▸ **EXERCISE DIRECTIONS**: Exactly as written, return every line of the data below.

▸ **SUPPLIED RECORDS**:
**********

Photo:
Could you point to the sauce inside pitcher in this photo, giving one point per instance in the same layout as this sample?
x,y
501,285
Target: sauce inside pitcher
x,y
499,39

**********

▸ **ANSWER BOX**:
Photo:
Could you point to the sauce inside pitcher in this photo, giving one point per instance in the same layout as this sample?
x,y
501,285
Target: sauce inside pitcher
x,y
499,39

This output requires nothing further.